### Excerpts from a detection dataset

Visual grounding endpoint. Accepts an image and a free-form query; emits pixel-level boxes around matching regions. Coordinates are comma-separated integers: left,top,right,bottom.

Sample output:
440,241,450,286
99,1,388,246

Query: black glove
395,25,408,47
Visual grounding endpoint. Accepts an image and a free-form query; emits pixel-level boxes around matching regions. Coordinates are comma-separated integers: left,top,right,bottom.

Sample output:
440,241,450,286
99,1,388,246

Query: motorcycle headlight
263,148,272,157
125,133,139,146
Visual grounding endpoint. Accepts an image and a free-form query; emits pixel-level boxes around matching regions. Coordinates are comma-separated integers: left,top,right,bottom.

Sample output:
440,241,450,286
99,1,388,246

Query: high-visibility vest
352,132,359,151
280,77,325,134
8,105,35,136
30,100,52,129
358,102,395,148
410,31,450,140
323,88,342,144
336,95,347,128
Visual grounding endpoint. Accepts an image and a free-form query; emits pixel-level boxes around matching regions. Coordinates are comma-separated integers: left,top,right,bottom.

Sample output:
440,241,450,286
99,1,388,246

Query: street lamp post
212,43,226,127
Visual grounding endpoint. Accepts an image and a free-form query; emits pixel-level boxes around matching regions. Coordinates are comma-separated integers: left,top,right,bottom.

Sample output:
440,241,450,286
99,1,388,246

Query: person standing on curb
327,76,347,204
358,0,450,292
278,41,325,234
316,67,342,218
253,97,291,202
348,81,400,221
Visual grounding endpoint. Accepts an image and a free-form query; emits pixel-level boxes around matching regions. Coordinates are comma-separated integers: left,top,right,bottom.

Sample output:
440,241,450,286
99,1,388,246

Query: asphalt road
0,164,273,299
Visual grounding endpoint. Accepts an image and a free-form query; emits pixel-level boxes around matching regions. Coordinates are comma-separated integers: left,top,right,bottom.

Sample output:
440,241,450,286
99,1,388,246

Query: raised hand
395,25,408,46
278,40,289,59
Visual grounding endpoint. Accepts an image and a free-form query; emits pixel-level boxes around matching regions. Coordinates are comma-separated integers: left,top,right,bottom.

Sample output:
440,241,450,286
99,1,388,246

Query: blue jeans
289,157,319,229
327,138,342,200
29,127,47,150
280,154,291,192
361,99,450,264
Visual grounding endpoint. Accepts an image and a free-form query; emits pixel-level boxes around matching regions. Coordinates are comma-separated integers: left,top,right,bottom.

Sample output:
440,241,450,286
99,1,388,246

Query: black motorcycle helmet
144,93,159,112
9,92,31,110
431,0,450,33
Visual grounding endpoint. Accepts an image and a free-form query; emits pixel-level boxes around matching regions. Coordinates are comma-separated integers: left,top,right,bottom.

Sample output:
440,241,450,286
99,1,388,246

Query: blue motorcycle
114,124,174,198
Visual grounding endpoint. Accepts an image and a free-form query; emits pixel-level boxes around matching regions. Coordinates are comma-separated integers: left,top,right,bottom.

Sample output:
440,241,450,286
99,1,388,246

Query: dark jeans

### REQUIREMENTS
Print all of the lines above verbatim, changing nothing.

### RESPONSE TO THE EXERCISE
Visual grounding endpoint. Accepts an image and a free-form query; emits pixel-level boxes around matching regions. Coordinates are comma-separated integers: left,top,right,bottom.

Sample output:
440,241,450,286
99,1,388,246

Query: black glove
395,25,408,47
Visual grounding endpoint. Accepts an image and a free-form query; emits pixel-level boxes around matching regions. Coordinates are comma-separated integers: left,top,right,bottom.

Sample output:
440,241,450,286
99,1,388,246

Query: motorcycle headlight
263,148,272,157
125,133,139,146
Visual grounding endpoint. Accepts an image and a free-form query; emits pixel-level boxes around matching regions. Coordinates are comma-separated integers: left,top,right,bottom.

Sample output:
440,241,450,286
99,1,388,246

Query: high-visibility vest
352,132,359,151
280,77,325,134
8,105,35,136
30,100,52,129
358,102,395,148
410,31,450,140
323,88,342,144
336,95,347,128
Visual grounding endpoint. Accepts an image and a free-form query; emits pixel-level boxes around matching regions. Coordinates are comma-separated integers: left,top,right,bottom.

Sample output:
440,241,450,286
99,1,388,246

Query: street lamp post
212,43,226,127
Visual grounding endpoint. Accepts an image and a free-form query; emits pixel-level boxes around matching regions. Coordinates are comma-separated integers: left,top,right,bottom.

Sample output:
440,241,450,286
99,1,388,246

Query: person standing on curb
327,76,347,204
358,0,450,292
278,41,325,234
316,67,342,218
253,97,291,202
348,81,400,221
Visual grounding endpoint. Accepts an image and a free-form query; emits pixel-level boxes around matching regions. Coordinates are comma-separated integers: left,top,right,bottom.

Sample output:
440,241,450,286
99,1,388,246

Query: asphalt road
0,164,273,299
Visual grounding endpoint. Accepts an image and a free-form query; emits pixel-level boxes around matching regions. Coordinates are comma-separated integers: left,top,right,bottom.

Sample output:
440,241,450,286
99,1,388,246

Query: raised hand
395,25,408,46
278,40,289,59
Visual grounding endpoint. Accepts an image and a free-form query; emits pixel-level boxes around matching regions. Coordinates are comma-separated integers: left,top,right,bottom.

Sample output:
440,241,450,286
99,1,388,246

Query: blue jeans
289,157,319,229
327,138,342,200
29,127,47,150
280,154,291,192
361,99,450,264
Visual grounding endpoint. Accepts an image and a free-form query; emits pixel-level boxes around matching regions. Coordinates are comma-separated integers: left,top,right,bottom.

Sample output:
440,241,450,286
99,1,388,246

Query: black motorcycle helmet
144,93,159,112
9,92,31,110
431,0,450,33
Visual grounding endpoint. Accepts an image and a free-form query; emits pixel-level boxes around matching regions. Coordinates are comma-separated integers: left,top,right,bottom.

Sample output:
440,241,450,286
99,1,388,246

Query: blue motorcycle
114,124,174,198
Visual grounding endpoint. Accepts an image and a free-form query; emits pixel-level boxes around matching regions. Coordinates are comma-separated integers: left,top,right,bottom.

Sample output:
440,241,450,286
99,1,388,246

Query: dark jeans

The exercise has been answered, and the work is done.